***** EXCERPTED DATA
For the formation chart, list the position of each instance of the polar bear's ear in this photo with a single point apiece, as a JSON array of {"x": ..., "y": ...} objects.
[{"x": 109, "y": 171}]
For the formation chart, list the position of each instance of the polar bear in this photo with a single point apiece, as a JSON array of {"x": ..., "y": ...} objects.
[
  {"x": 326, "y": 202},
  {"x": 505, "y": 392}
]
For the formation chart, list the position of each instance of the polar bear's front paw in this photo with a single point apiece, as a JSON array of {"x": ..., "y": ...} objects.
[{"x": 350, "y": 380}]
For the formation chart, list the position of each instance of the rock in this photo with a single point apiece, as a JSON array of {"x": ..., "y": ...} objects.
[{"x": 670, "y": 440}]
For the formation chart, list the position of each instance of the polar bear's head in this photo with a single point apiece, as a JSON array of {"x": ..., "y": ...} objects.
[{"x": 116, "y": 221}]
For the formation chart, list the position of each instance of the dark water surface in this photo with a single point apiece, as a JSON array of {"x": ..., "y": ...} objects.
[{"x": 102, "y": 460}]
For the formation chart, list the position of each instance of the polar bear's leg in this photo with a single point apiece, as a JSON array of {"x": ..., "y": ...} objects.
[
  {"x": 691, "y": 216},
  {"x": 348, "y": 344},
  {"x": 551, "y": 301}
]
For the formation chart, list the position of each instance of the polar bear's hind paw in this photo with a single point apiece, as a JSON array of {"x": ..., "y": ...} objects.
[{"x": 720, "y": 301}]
**********
### WHAT THIS TASK INVOLVES
Every line above is to be transcribed exactly, with nothing missed.

### EXERCISE OUTPUT
For the formation chart, list the position of each instance of the polar bear's ear in this photo with a single point apiece, as a JSON array of {"x": ..., "y": ...} objects.
[{"x": 109, "y": 171}]
For the formation chart, list the position of each instance of the polar bear in this photo with a single point apiece, as a JSON array of {"x": ..., "y": ...} objects.
[
  {"x": 326, "y": 202},
  {"x": 505, "y": 392}
]
For the formation chart, list the position of each instance of the polar bear's front paw in this photo with a single point apiece, as a JSON array of {"x": ..., "y": ...} objects.
[{"x": 350, "y": 380}]
For the formation chart, list the position of each instance of the rock in this photo with a single point apiece, as a JSON array of {"x": ..., "y": ...} objects.
[{"x": 670, "y": 440}]
For the formation chart, list the position of each instance of the polar bear's head in this photo with a single point apiece, as a JSON array of {"x": ..., "y": ...} objects.
[{"x": 116, "y": 221}]
For the formation chart, list the position of each instance of the dark water surface in this photo with a single point apiece, as a JSON array of {"x": ..., "y": ...} objects.
[{"x": 102, "y": 460}]
For the formation chart, list the position of each instance of the polar bear's leg in this photo with a single point apiece, as a JSON array of {"x": ..., "y": ...} objects.
[
  {"x": 691, "y": 216},
  {"x": 348, "y": 344},
  {"x": 551, "y": 301}
]
For the formation chart, list the position of each instance of the polar bear's hind paw in this photo with a single point apiece, as a JSON array of {"x": ..., "y": ...} objects.
[{"x": 720, "y": 301}]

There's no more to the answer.